* _ページ本文_

--

ある土地を介して生まれる人と人との縁。生きる希望を見いだそうとした人々は病と闘う療養の身ではあったが、御宿での日々には人生の時間の豊かさを感じ得ていたのではないだろうか。

自分も作家として新生に挑もうと覚悟が生まれる。
とこれは乙川優三郎『地先』に収められた1篇の小説…。

谷内六郎の『遠い日の歌 谷内六郎文庫②』があったのを思いだし目次を追うと、もう忘れていたが「上総の海」と題した小文があった。


自分が描く絵に千葉の外房の風景が多いのは16、7歳から外房の借家で過ごした思い出が出てくるせいだとし、心のナイーブなときに吸収したものからは容易に一生抜け出せないものかもしれないと書いている。
どんなに背伸びしても、自分の持っているものしか出ないに決まっていると。

--

* _データ抜粋_

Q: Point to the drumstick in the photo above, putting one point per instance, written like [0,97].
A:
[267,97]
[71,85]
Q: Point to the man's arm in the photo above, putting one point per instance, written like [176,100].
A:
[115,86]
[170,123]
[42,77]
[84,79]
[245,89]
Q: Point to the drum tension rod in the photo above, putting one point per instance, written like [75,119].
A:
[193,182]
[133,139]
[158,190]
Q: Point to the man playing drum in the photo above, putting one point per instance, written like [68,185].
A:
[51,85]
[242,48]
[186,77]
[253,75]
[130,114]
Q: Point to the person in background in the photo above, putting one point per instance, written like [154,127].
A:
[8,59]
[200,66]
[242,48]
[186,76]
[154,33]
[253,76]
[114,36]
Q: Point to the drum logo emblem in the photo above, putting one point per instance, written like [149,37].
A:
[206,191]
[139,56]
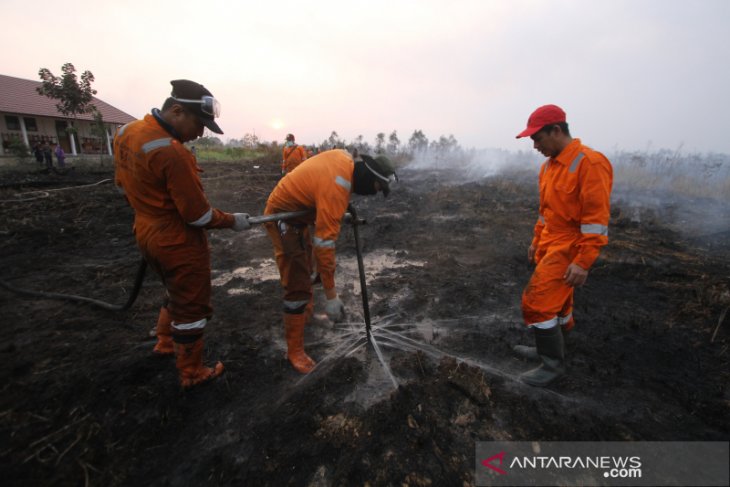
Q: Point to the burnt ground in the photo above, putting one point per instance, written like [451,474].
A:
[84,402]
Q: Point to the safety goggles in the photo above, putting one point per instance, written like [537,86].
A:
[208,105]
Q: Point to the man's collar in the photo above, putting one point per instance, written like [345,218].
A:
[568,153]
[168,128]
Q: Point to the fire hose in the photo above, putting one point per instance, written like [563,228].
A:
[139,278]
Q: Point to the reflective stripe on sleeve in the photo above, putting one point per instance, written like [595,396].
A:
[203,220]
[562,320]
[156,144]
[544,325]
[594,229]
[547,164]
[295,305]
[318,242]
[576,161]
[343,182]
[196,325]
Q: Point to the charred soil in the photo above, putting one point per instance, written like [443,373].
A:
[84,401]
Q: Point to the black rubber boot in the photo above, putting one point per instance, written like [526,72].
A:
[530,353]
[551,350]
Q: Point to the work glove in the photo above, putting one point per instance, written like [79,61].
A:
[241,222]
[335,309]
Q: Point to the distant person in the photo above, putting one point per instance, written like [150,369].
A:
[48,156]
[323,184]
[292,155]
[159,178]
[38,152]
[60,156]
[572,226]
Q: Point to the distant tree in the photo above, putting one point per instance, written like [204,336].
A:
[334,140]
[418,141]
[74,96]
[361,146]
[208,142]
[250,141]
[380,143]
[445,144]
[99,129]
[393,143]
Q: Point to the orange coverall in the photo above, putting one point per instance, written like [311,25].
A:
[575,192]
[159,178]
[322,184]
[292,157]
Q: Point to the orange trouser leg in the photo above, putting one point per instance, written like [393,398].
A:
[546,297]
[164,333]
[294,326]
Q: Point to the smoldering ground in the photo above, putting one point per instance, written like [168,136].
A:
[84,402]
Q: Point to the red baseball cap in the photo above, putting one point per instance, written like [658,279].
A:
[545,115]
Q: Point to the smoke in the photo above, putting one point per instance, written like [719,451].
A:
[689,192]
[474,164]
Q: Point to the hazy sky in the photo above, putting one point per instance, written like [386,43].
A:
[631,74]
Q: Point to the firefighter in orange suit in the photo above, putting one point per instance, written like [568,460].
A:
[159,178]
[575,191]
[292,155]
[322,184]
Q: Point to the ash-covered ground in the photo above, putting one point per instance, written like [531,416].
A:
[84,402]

--

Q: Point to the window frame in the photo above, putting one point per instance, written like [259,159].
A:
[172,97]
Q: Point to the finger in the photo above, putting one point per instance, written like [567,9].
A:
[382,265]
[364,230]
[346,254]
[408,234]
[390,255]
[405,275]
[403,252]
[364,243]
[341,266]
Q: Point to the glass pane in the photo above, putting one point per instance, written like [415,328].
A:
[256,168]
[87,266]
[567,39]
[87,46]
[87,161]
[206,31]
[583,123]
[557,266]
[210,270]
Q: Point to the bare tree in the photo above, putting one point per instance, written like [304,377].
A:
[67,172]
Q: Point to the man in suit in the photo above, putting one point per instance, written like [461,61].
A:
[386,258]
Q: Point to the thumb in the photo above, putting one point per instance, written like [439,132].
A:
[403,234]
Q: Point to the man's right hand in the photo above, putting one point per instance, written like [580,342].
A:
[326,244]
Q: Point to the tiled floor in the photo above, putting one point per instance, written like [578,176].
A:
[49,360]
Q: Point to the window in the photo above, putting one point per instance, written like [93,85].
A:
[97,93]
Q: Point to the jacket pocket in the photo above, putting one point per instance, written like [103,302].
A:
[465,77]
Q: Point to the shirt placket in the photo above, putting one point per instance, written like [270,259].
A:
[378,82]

--

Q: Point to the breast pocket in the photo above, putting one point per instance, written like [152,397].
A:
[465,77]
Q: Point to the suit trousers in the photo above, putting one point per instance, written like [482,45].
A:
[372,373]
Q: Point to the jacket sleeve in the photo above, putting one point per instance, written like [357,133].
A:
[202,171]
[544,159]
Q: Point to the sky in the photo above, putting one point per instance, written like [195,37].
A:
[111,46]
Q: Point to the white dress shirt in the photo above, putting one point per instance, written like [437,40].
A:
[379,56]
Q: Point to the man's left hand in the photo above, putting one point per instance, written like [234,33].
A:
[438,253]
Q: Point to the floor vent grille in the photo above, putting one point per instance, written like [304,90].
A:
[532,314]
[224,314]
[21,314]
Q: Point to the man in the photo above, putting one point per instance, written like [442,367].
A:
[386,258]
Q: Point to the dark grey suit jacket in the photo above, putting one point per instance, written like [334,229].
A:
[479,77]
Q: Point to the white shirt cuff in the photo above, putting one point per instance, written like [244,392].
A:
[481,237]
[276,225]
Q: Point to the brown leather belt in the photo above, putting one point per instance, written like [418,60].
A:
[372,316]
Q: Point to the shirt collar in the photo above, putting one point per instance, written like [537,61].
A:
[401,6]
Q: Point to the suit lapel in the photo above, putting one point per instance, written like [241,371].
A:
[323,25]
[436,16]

--

* _取り組む課題_
外房をめぐる文章を、最後の文の後から書き進めてください。 データは外房をめぐる文章とは別の資料である。

* _課題への解答_
中村八大氏の名曲つきになっている房州のうただとして、
  海も白い 
  道も白い 
  家も白い 
  夜明の上総は 
  磯蟹だけ真赤

  空も青い
  海も青い
  上総の町は貨車の列
  火の見の高さに 
  海がある

「これをボクの上総風景詩の決定版として、よく色紙にスラスラ書くけど、あまり人はよろこばないようです」

父が通勤電車で読む「週刊新潮」の表紙絵が谷内六郎を知った始まりだったと思う。
乙川作品にはしばしば房総の地が小説の舞台に登場する。
内房ではあったが夏には家族で海水浴の思いでもあり、まあちょっとした親しみの一つかもしれない。

雨がしずかに降ったりやんだりの一日で、お使いの用もなく家に籠って過ごしたせいか長い一日だった。